- [Exercise]:
Here are some entries; quote each one exactly.

- [Stored dataset items]:
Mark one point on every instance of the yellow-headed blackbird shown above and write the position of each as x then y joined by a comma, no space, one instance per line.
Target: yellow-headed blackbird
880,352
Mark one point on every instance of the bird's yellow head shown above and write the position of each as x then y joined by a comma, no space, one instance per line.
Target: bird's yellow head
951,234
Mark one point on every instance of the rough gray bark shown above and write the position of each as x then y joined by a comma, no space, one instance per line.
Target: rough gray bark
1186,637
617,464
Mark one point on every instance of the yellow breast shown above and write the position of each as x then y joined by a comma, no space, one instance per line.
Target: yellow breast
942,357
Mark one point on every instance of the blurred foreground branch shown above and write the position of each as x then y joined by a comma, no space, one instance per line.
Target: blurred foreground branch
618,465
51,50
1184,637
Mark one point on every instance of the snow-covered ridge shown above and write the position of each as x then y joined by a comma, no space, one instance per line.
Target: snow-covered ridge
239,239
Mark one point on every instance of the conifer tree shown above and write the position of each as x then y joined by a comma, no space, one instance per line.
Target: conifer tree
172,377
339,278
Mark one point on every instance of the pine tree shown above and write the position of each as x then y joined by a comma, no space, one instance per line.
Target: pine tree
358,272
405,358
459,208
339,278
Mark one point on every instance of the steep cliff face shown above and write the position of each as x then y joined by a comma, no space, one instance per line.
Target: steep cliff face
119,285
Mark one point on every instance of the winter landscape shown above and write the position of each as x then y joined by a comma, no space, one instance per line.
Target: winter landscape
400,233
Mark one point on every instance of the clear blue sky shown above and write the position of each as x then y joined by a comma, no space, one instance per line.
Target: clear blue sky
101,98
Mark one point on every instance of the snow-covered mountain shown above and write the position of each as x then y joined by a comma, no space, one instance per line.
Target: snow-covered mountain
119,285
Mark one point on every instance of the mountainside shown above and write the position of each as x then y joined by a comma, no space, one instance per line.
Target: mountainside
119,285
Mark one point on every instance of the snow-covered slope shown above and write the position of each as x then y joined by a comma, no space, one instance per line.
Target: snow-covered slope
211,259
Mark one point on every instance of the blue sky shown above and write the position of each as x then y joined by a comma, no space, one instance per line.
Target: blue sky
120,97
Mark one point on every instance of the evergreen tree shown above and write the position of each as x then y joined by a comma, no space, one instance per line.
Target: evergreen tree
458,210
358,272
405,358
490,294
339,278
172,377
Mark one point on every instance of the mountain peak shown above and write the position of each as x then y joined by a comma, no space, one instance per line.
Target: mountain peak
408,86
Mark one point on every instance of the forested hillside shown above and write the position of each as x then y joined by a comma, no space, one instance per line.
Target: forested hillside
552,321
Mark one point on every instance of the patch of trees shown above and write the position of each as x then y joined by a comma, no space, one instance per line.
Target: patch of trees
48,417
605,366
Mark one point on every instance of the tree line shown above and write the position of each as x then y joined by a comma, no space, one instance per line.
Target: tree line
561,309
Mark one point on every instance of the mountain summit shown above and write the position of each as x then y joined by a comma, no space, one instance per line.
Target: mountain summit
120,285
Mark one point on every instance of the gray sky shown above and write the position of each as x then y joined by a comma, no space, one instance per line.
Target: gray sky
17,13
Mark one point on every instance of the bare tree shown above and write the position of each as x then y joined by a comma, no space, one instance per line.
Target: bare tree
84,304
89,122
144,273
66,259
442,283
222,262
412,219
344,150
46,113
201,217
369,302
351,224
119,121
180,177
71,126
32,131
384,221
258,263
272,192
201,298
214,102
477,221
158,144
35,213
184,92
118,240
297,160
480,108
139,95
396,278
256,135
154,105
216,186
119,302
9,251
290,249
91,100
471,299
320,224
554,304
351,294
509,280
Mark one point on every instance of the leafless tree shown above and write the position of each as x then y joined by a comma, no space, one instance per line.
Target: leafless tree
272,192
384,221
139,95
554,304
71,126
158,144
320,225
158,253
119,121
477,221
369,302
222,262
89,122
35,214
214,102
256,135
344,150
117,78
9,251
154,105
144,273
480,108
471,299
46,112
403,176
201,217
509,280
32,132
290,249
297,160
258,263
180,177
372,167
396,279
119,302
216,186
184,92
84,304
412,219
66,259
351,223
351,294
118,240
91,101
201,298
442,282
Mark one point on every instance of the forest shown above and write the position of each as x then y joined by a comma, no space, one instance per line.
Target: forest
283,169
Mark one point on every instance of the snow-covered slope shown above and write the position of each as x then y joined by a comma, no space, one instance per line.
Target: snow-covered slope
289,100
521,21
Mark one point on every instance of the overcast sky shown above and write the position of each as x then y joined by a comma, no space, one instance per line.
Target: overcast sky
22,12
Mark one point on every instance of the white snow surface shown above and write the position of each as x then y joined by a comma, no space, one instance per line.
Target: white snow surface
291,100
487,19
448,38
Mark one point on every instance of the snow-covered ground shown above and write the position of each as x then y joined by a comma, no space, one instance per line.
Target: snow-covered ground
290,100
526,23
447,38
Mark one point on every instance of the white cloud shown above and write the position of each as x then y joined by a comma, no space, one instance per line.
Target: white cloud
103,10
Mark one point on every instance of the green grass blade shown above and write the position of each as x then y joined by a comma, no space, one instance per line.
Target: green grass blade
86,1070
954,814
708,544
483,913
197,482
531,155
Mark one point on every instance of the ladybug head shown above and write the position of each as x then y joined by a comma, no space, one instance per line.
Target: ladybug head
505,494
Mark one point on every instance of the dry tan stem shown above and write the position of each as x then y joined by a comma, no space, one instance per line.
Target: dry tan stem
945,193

- [Solution for this problem]:
Mark one point on every instance of the yellow-headed blackbird shown above and write the position of each as x then y joined by a comma, no space, one instance per line.
Target: yellow-headed blackbird
880,352
Mark one point on every instance of the bird's yellow head shown above and write the position of each as x then y joined by a comma, no space, one instance per line.
Target: bird's yellow head
951,234
Mark one point on every instance of the rough gray bark shown above and write the position of each as x then y joined by a comma, no space, one instance per line.
Target: rough gray bark
1186,637
617,464
Mark one point on every instance of the yellow breast shown above and write the position of each as x then y joined by a comma, no space, one instance per line.
Target: yellow breast
942,357
Mark one point on every instance of the blurred foreground branch shown above and write the position of each as x then y joined by a comma, no space, one instance per line.
Target: blurred foreground branch
618,465
51,50
1184,637
Mark one point on every instance of the snow-covered ridge shown above and write the position of each as x then y joined by a comma, no space, one instance per line.
Target: snow-covered ridge
239,239
Mark one point on every instance of the conifer tree shown above and write the position of each as x then y joined by a comma, no space, one instance per line.
Target: conifer tree
172,377
339,278
Mark one point on every instance of the pine tree shown above and write the position of each as x then y joined by a comma, no space, one instance per line.
Target: pine tree
358,272
405,358
459,208
339,278
Mark one point on every instance of the steep cliff face shown above and write the position of each as x then y joined by a comma, no space, one instance per line.
Target: steep cliff face
119,285
Mark one point on every instance of the winter landscape shown above and write the position of each as x then y joined by a comma, no space, one instance per line.
Target: winter landscape
400,233
Mark one point on every instance of the clear blue sky shown above and write the position of each as x then y joined by a comma, no space, one instance per line.
Target: clear blue sky
101,98
Mark one point on every instance of the snow-covered mountain shown above and write the position of each as x then y joined by a comma, no space, one instance per line.
Target: snow-covered mountain
119,285
Mark one point on every instance of the mountainside shown above and write the position of each as x then y joined by a comma, no space, one instance per line.
Target: mountainside
119,285
Mark one point on every instance of the snow-covered slope shown above and write the position of each as x then y joined by a comma, no space, one instance per line.
Target: snow-covered slope
211,259
Mark one point on every instance of the blue sky shown above and write the position of each as x then y joined by a comma, no space, one instance per line.
Target: blue sky
120,97
Mark one point on every instance of the evergreen tree shown above and write the position of each as x then y joined by a comma, no space, one instance per line.
Target: evergreen tree
458,210
358,272
405,358
490,294
339,278
172,377
Mark one point on every instance of the mountain peak shown above and write the position of each as x then y joined by a comma, no space, one instance per line.
Target: mountain peak
408,86
Mark one point on every instance of the forested hillside shown above and write the position of each as x then y joined by a comma, no space, one instance per line.
Target: forested hillside
552,321
Mark one point on every instance of the patch of trees shown above and write the position of each as x then y joined by a comma, no space, one instance per line.
Target: patch of trees
48,417
605,366
Mark one point on every instance of the tree line shown above and write the position of each as x then y joined by a comma, no space, one instance per line.
Target: tree line
561,309
Mark one point on every instance of the mountain summit shown above and write the position of each as x then y joined by a comma, no space, one instance per line.
Target: mountain summit
120,285
Mark one point on every instance of the gray sky shown above and write the position of each as x then y joined by a comma, no space, one instance per line.
Target: gray sky
17,13
Mark one point on every instance of the bare tree shown above and write the position of each as x then y joined by a comma, no space, one instance per line.
Target: bare tree
84,304
89,122
144,273
66,259
442,283
222,262
412,219
344,150
46,113
201,217
369,302
351,224
119,121
180,177
71,126
32,131
384,221
258,263
272,192
201,298
214,102
477,221
158,144
35,213
184,92
118,240
297,160
480,108
139,95
396,278
256,135
154,105
216,186
119,302
9,251
290,249
91,100
471,299
320,224
554,304
351,294
509,280
Mark one point on every instance of the leafless tree shown above and write the position of each as x then y joined by a comma, no space, one instance per line.
Target: leafless tree
272,192
384,221
139,95
554,304
71,126
158,144
320,225
158,253
119,121
477,221
369,302
222,262
89,122
35,214
214,102
256,135
344,150
117,78
9,251
154,105
144,273
480,108
471,299
46,112
403,176
201,217
509,280
32,132
290,249
297,160
258,263
180,177
372,167
396,279
119,302
216,186
184,92
84,304
412,219
66,259
351,223
351,294
118,240
91,101
201,298
442,282
Mark one point on every instance of the forest shown above and write the position of each as x then y joined by a comma, no space, one instance per line.
Target: forest
283,169
Mark one point on every instance of the snow-covered slope shown above and write the position of each as x then y joined by a comma, no space, one instance per line.
Target: snow-covered slope
289,100
521,21
Mark one point on every instance of the overcast sky shown above and write the position of each as x then y joined by a comma, no space, one instance per line.
Target: overcast sky
22,12
Mark one point on every instance of the white snow surface shown above and write the position of each as x then y joined by a comma, no space, one instance per line.
Target: white snow surface
291,100
487,19
448,38
Mark one point on every instance of the snow-covered ground shown above and write the position of each as x then y joined by a comma, no space, one instance per line.
Target: snow-covered ground
290,100
526,23
447,38
Mark one point on every instance of the white cloud shown above and write the position of each as x then y joined by a comma, no space, one instance per line.
Target: white cloud
103,10
Mark one point on every instance of the green grass blade shown above and write the position of each as x then y joined by a comma, no space, one instance per line.
Target: green grass blade
86,1070
954,814
708,544
483,913
197,482
531,155
Mark one point on every instance of the ladybug head shown above and write the position of each as x then y joined by a comma, no space, one instance per line.
Target: ladybug head
505,494
Mark one point on every instance of the dry tan stem shown above and write the position of each as x then y joined by a comma, no space, one instance per line.
Target: dry tan stem
945,193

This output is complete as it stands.